## [TASK GOAL]
Return the whole listing exactly as it stands.

(Data records)
---+---
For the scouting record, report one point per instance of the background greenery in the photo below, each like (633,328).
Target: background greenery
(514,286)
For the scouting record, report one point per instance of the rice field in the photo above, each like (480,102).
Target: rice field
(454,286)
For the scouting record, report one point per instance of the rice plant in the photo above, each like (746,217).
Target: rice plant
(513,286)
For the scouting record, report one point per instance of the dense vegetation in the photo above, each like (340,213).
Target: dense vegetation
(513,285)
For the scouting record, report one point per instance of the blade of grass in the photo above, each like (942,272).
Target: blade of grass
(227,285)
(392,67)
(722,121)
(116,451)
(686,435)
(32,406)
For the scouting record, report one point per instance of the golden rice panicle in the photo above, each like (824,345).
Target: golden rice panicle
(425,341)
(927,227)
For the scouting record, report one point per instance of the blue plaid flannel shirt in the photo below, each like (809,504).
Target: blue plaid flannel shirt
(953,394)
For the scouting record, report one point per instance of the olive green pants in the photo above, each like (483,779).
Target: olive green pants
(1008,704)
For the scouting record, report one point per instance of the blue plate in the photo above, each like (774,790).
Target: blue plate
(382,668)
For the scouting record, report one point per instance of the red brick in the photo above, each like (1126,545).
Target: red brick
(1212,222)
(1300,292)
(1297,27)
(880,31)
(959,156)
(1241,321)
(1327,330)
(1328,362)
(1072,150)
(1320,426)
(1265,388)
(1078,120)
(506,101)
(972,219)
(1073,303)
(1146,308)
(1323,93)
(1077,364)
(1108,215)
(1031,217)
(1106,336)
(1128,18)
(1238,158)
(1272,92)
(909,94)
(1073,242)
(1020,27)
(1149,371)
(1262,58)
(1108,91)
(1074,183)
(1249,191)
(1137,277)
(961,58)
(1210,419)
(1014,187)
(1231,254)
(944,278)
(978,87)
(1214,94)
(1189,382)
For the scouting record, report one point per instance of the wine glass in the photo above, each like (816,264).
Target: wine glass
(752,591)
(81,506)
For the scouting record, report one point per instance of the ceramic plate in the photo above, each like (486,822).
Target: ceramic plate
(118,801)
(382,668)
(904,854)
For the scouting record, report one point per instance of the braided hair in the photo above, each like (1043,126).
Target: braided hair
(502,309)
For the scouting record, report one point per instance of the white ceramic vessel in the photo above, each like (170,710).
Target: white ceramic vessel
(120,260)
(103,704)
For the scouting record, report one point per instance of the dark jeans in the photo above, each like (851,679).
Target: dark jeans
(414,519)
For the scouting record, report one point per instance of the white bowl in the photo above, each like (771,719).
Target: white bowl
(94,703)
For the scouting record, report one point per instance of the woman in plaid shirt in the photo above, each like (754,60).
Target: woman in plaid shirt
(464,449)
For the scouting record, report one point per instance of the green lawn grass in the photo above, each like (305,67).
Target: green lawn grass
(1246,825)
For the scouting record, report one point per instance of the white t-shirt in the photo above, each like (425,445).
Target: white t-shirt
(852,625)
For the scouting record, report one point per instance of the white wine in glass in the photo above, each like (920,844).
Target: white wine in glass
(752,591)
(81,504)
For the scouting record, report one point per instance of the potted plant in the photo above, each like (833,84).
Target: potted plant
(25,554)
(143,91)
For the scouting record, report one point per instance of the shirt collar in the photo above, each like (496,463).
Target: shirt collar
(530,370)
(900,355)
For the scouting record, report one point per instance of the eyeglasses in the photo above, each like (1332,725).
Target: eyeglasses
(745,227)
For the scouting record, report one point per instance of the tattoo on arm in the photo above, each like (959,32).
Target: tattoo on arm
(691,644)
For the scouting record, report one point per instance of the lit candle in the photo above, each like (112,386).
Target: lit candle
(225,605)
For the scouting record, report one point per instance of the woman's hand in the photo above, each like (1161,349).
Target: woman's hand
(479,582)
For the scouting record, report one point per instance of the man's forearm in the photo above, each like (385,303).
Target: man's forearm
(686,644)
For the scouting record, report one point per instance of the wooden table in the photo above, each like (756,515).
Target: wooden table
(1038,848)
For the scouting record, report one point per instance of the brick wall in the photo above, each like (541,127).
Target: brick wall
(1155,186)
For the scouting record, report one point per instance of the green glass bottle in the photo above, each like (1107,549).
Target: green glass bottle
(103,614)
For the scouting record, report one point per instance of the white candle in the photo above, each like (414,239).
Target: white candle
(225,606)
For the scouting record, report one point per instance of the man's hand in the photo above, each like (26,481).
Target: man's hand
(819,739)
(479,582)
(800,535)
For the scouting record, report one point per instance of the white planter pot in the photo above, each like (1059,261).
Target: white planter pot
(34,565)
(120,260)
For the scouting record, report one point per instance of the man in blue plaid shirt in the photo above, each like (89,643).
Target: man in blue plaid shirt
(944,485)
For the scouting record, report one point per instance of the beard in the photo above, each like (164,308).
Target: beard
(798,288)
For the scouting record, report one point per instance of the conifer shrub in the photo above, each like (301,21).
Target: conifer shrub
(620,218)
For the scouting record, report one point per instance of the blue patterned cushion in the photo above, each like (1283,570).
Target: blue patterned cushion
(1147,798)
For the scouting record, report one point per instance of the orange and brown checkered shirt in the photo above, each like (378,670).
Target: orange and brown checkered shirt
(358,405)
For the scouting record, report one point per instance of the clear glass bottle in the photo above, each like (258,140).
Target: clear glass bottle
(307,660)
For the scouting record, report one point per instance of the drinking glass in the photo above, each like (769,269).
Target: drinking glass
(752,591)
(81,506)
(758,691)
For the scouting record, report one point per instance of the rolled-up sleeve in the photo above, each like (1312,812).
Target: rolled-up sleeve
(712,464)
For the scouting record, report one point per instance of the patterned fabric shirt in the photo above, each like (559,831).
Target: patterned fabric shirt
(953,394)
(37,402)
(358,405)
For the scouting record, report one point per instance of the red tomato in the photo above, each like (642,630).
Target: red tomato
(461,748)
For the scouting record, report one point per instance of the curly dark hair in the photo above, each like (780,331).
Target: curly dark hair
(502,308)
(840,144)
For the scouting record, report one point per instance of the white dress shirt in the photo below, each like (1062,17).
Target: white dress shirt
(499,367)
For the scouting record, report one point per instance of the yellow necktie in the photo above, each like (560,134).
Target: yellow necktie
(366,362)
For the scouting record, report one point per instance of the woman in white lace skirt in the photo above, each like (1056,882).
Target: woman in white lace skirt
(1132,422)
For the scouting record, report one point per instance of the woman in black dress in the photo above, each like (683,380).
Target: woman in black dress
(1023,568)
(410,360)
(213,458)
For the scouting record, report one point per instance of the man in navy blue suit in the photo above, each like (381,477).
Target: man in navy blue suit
---+---
## [OUTPUT FOR THIS TASK]
For the scouting record, report one point per instance of the background greenery in the photo below, each like (633,328).
Target: background greenery
(514,286)
For the scouting record, report one point per instance of the rice field in the photo above, each like (480,102).
Target: rice field
(454,286)
For the scouting record, report one point per instance of the rice plant in the photo above, each like (746,217).
Target: rice plant
(513,286)
For the scouting record, report one point per instance of the dense vegetation in the photo above, each like (340,213).
Target: dense vegetation
(513,285)
For the scouting record, report one point per instance of the blade of grass in the photo above, each like (942,272).
Target: blade of grass
(227,285)
(392,67)
(722,121)
(116,451)
(686,435)
(32,406)
For the scouting record, report one point per instance of the golden rice panicle in the photo above, each like (824,345).
Target: golden rice panicle
(425,341)
(927,227)
For the scouting record, report one point per instance of the blue plaid flannel shirt in the photo below, each like (809,504).
Target: blue plaid flannel shirt
(953,394)
For the scouting record, report one point per instance of the olive green pants in the photo above, each like (483,779).
Target: olive green pants
(1008,704)
For the scouting record, report one point per instance of the blue plate in the photo above, each like (774,790).
Target: blue plate
(382,668)
For the scouting record, report one point per instance of the red brick in the photo above, each like (1126,545).
Target: red brick
(1212,222)
(1300,292)
(1297,27)
(880,31)
(959,156)
(1241,321)
(1327,330)
(1328,362)
(1072,150)
(1320,426)
(1265,388)
(1078,120)
(506,101)
(972,219)
(1073,303)
(1146,308)
(1323,93)
(1077,364)
(1108,215)
(1031,217)
(1106,336)
(1128,18)
(1238,158)
(1272,92)
(909,94)
(1073,242)
(1020,27)
(1149,371)
(1262,58)
(1108,91)
(1074,183)
(1249,191)
(1137,277)
(961,58)
(1210,419)
(1014,187)
(1231,254)
(944,278)
(978,87)
(1214,94)
(1189,382)
For the scouting record, report one point per instance of the wine glass in the photo above, each like (816,264).
Target: wine glass
(752,591)
(81,506)
For the scouting record, report one point per instance of the ceramic plate in the photo above, each like (486,822).
Target: ceramic plate
(118,801)
(382,668)
(904,854)
For the scouting record, report one point per instance of the braided hair in the photo above, each like (1043,126).
Target: braided hair
(502,309)
For the scouting record, report one point per instance of the white ceramic vessel in the photo above, each like (170,710).
Target: white ceramic vessel
(120,260)
(103,704)
For the scouting record, report one point per instance of the dark jeans in the photo above, each like (851,679).
Target: dark jeans
(414,519)
For the scouting record, report one point per instance of the white bowl in the photo above, each like (771,719).
Target: white bowl
(94,703)
For the scouting record, report one point per instance of the woman in plaid shirt in the photo above, each like (754,60).
Target: woman in plaid shirt
(464,449)
For the scouting record, report one point per instance of the green lawn grass in the photo above, each like (305,67).
Target: green lawn grass
(1246,825)
For the scouting record, report one point per instance of the white t-shirt in the photo above, each like (425,445).
Target: white t-shirt
(852,625)
For the scouting record, report one point per instance of the white wine in glass in the photo above, each like (920,844).
Target: white wine in glass
(752,591)
(81,504)
For the scouting record, report one point per instance of the potted plant in the photo above, each like (833,84).
Target: potted plant
(25,554)
(143,91)
For the scouting record, report one point per instance of the shirt collar in the photo above, each like (496,463).
Target: shirt collar
(530,370)
(900,355)
For the scouting record, report one point per instance of the eyeglasses in the photo above, each like (1332,725).
Target: eyeglasses
(745,227)
For the scouting record, report one point per instance of the tattoo on arm in the photo above, each like (959,32).
Target: tattoo on arm
(691,644)
For the scouting record, report one point per instance of the lit candle in the photo above, each like (112,386).
Target: lit candle
(225,605)
For the scouting record, report one point per instance of the woman's hand in the photo above, each like (1161,349).
Target: woman's hand
(479,582)
For the scouting record, report one point per instance of the man's forearm in the photo above, each like (385,303).
Target: man's forearm
(686,644)
For the scouting record, report one point per instance of the wooden table in the photo above, each like (756,515).
Target: wooden table
(1038,848)
For the scouting record, report one point per instance of the brick wall in the photo above, each like (541,127).
Target: brick wall
(1155,186)
For the scouting record, report one point per instance of the green glass bottle in the photo above, each like (1107,549).
Target: green glass bottle
(103,614)
For the scouting record, report one point per instance of the white candle in the photo above, each like (414,239).
Target: white candle
(225,606)
For the scouting record, report one point per instance of the man's hand in the photo above, each like (26,481).
Target: man's hand
(819,739)
(479,582)
(800,535)
For the scouting record, report one point per instance of the white planter pot in the photo above, each like (1059,261).
Target: white planter pot
(34,565)
(120,260)
For the scouting record, report one point per instance of the man in blue plaid shirt in the photo above, each like (89,643).
Target: man in blue plaid shirt
(944,485)
For the scouting record, report one point per instance of the beard in the photo above, each like (164,308).
Target: beard
(798,288)
For the scouting record, report one point per instance of the conifer shrub in the photo above, each like (301,21).
Target: conifer shrub
(620,218)
For the scouting record, report one point per instance of the blue patterned cushion in the photo above, each like (1283,570).
Target: blue patterned cushion
(1147,798)
For the scouting record, report one point per instance of the orange and brown checkered shirt in the photo above, each like (378,670).
Target: orange and brown checkered shirt
(358,405)
For the scouting record, report one point per instance of the clear glass bottle in the photo above, each like (258,140).
Target: clear glass bottle
(307,660)
For the scouting record, report one point per instance of the drinking glass in the photo above, each like (769,269).
Target: drinking glass
(752,591)
(81,506)
(758,691)
For the scouting record, report one point per instance of the rolled-up sleeve in the photo above, each like (1312,812).
Target: rolled-up sleeve
(712,464)
For the scouting record, report one point per instance of the patterned fabric shirt in the photo above, each like (559,831).
Target: patterned fabric shirt
(953,394)
(37,402)
(358,405)
For the scouting record, report one point per instance of the red tomato in the photo above, each like (642,630).
Target: red tomato
(461,748)
For the scouting record, report one point per instance of the curly dark hair in the photo above, each like (780,331).
Target: curly dark hair
(502,308)
(840,144)
For the scouting record, report one point per instance of the white dress shirt in the photo below, each like (1062,17).
Target: white dress shirt
(499,367)
For the scouting record, report one point per instance of the yellow necktie in the photo above, each like (560,134).
Target: yellow necktie
(366,362)
For the scouting record, report one point per instance of the woman in white lace skirt in the photo above, each like (1056,882).
Target: woman in white lace skirt
(1132,422)
For the scouting record, report one point per instance of the woman in black dress in the photo above, each like (683,380).
Target: woman in black dress
(1023,568)
(410,360)
(213,458)
For the scouting record, report one point per instance of the man in navy blue suit in the photo above, each like (381,477).
Target: man in navy blue suit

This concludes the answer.